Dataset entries
━━━━━━━━━━

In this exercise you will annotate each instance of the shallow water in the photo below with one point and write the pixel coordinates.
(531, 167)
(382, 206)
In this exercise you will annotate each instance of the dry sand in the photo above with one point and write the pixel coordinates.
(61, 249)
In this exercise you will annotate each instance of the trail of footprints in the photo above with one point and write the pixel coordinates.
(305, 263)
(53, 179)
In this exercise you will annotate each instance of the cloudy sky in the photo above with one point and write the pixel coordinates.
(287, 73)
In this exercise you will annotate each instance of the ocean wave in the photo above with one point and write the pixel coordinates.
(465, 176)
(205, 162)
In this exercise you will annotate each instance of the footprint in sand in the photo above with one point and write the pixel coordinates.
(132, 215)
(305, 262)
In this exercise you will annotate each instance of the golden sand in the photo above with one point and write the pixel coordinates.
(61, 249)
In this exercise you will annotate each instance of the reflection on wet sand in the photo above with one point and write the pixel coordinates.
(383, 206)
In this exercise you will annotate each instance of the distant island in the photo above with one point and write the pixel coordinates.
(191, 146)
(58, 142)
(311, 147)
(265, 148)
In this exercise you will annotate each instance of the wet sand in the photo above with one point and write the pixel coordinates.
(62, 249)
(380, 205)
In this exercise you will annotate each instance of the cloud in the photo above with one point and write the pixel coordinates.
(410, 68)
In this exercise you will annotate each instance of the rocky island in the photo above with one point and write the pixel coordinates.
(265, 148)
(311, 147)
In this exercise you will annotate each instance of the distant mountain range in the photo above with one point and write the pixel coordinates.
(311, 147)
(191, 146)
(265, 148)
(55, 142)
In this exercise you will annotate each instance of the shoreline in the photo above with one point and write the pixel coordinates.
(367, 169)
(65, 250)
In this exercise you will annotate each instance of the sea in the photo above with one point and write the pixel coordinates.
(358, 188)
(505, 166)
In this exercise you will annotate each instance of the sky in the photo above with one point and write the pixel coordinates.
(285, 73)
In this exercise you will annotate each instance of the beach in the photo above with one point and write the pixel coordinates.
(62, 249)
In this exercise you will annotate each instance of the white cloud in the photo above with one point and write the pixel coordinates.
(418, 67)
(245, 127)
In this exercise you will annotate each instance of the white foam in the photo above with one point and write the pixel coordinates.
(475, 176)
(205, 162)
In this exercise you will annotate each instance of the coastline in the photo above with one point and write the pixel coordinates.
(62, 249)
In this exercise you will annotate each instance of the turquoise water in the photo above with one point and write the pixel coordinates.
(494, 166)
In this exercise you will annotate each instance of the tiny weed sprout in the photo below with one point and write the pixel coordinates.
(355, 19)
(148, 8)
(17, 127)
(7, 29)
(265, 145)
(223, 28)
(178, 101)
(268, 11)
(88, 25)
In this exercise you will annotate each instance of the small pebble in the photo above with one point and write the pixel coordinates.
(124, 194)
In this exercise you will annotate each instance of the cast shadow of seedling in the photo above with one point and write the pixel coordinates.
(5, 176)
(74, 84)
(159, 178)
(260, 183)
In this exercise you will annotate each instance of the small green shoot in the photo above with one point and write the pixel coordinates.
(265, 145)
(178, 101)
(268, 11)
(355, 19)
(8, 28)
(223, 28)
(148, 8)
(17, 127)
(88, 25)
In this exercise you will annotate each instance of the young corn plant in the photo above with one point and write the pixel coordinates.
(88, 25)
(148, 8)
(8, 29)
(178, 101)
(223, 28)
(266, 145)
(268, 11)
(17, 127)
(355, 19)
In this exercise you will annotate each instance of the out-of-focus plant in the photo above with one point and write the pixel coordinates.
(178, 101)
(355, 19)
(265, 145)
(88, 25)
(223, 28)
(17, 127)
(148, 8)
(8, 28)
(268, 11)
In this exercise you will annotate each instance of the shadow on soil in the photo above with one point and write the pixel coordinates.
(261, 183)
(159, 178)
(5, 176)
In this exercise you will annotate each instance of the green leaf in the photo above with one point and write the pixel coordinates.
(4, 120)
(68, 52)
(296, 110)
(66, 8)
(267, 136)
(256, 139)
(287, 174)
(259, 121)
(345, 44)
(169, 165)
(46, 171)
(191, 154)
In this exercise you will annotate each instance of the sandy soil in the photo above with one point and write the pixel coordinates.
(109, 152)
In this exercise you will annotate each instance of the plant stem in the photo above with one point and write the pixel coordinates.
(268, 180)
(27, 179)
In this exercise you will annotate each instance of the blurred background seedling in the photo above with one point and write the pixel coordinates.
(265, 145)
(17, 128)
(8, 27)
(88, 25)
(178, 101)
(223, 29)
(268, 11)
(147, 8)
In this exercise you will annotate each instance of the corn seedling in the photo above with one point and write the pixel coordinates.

━━━━━━━━━━

## HOW TO COMPLETE THIS TASK
Using the records above as the source, restate each line verbatim.

## WRITTEN RESPONSE
In this exercise you will annotate each instance of the shallow water in the photo below with one point and write the pixel coordinates.
(531, 167)
(382, 206)
In this exercise you will annotate each instance of the dry sand in the photo above with one point and write the pixel coordinates.
(61, 249)
In this exercise you will annotate each instance of the trail of footprints in the photo above with one point and write the pixel coordinates.
(305, 263)
(53, 179)
In this exercise you will annotate each instance of the cloudy sky in the photo above with one point and write the pixel coordinates.
(287, 73)
In this exercise you will annotate each instance of the ocean wave in the photo above with one point and write the pixel coordinates.
(465, 176)
(205, 162)
In this exercise you will annotate each instance of the footprint in sand in the photo above with one point and write the pixel coordinates.
(132, 215)
(305, 262)
In this exercise you will annotate each instance of the golden sand in the photo above with one point and write the pixel coordinates.
(61, 249)
In this exercise you will annotate each instance of the reflection on wet sand in the photo above with one point and write the pixel coordinates.
(383, 206)
In this exercise you will annotate each instance of the distant island in the photo above with one point and write the pixel coordinates.
(191, 146)
(58, 142)
(311, 147)
(265, 148)
In this exercise you will annotate each instance of the wet sand in the photo above with one point and write the pixel coordinates.
(62, 249)
(380, 205)
In this exercise you will annotate each instance of the cloud in the photo above with one point and write the pixel coordinates.
(410, 68)
In this exercise you will annotate each instance of the rocky island in the photo above with one point and write the pixel coordinates.
(265, 148)
(311, 147)
In this exercise you will annotate each instance of the distant mountain range in the photo above with one point and write the pixel coordinates.
(311, 147)
(191, 146)
(265, 148)
(55, 142)
In this exercise you will annotate each instance of the shoreline in the photo above with one point and write the pixel coordinates.
(367, 169)
(65, 250)
In this exercise you will annotate each instance of the sea in the photo above with one point and write the pixel coordinates.
(358, 188)
(505, 166)
In this exercise you will annotate each instance of the sky in the photo above with one point and write the pixel coordinates.
(285, 73)
In this exercise you will annotate each instance of the beach in the photo above with one point and write the pixel coordinates.
(62, 249)
In this exercise you will annotate each instance of the white cloud in the photo above with one point and write the pixel coordinates.
(418, 67)
(245, 127)
In this exercise you will annotate each instance of the white foam in the photo above with one point and write the pixel coordinates.
(475, 176)
(205, 162)
In this exercise you will annotate each instance of the coastline in the photo above with one point and write the pixel coordinates.
(62, 249)
In this exercise you will annotate each instance of the turquoise water in the photo above with one point and write the pixel coordinates.
(494, 166)
In this exercise you will annotate each instance of the tiny weed sprout in the photo below with one point and write the pixel coordinates.
(355, 19)
(148, 8)
(17, 127)
(7, 29)
(265, 145)
(223, 28)
(178, 101)
(268, 11)
(88, 25)
In this exercise you will annotate each instance of the small pebble in the photo above with one point and write the pixel coordinates.
(124, 194)
In this exercise you will annotate each instance of the cast shadow of seedling in the photo above with one point and write the pixel coordinates.
(5, 176)
(74, 84)
(159, 178)
(260, 183)
In this exercise you will annotate each instance of the small green shoot in the photo above with one point and write the pixel coordinates.
(265, 145)
(178, 101)
(268, 11)
(355, 19)
(8, 28)
(223, 28)
(148, 8)
(17, 127)
(88, 25)
In this exercise you will annotate each instance of the young corn plant in the photo above with one point and write the pixel coordinates.
(88, 25)
(148, 8)
(8, 29)
(178, 101)
(223, 28)
(266, 145)
(268, 11)
(17, 127)
(355, 19)
In this exercise you will annotate each instance of the out-of-focus plant in the photo above with one point and write the pixel coordinates.
(178, 101)
(355, 19)
(265, 145)
(88, 25)
(223, 28)
(17, 127)
(148, 8)
(8, 28)
(268, 11)
In this exercise you will annotate each instance of the shadow on soil in the photo above with one point and write the pixel coordinates.
(261, 183)
(159, 178)
(5, 176)
In this exercise you will annotate each instance of the green leaf in the photo above with one point and write the pixel coordinates.
(4, 120)
(68, 52)
(296, 110)
(66, 8)
(267, 136)
(256, 139)
(287, 174)
(259, 121)
(345, 44)
(169, 165)
(46, 171)
(191, 154)
In this exercise you will annotate each instance of the sandy soil in the photo above with one point and write the pixel coordinates.
(109, 152)
In this exercise you will annotate each instance of the plant stem in the photo above with one point and write the pixel coordinates.
(268, 180)
(27, 179)
In this exercise you will annotate each instance of the blurred background seedling in the photo above with one point and write the pixel coordinates.
(265, 145)
(17, 128)
(8, 27)
(88, 25)
(178, 101)
(223, 29)
(268, 11)
(147, 8)
In this exercise you will annotate each instance of the corn seedling in the photo above with one point and write the pixel coordinates.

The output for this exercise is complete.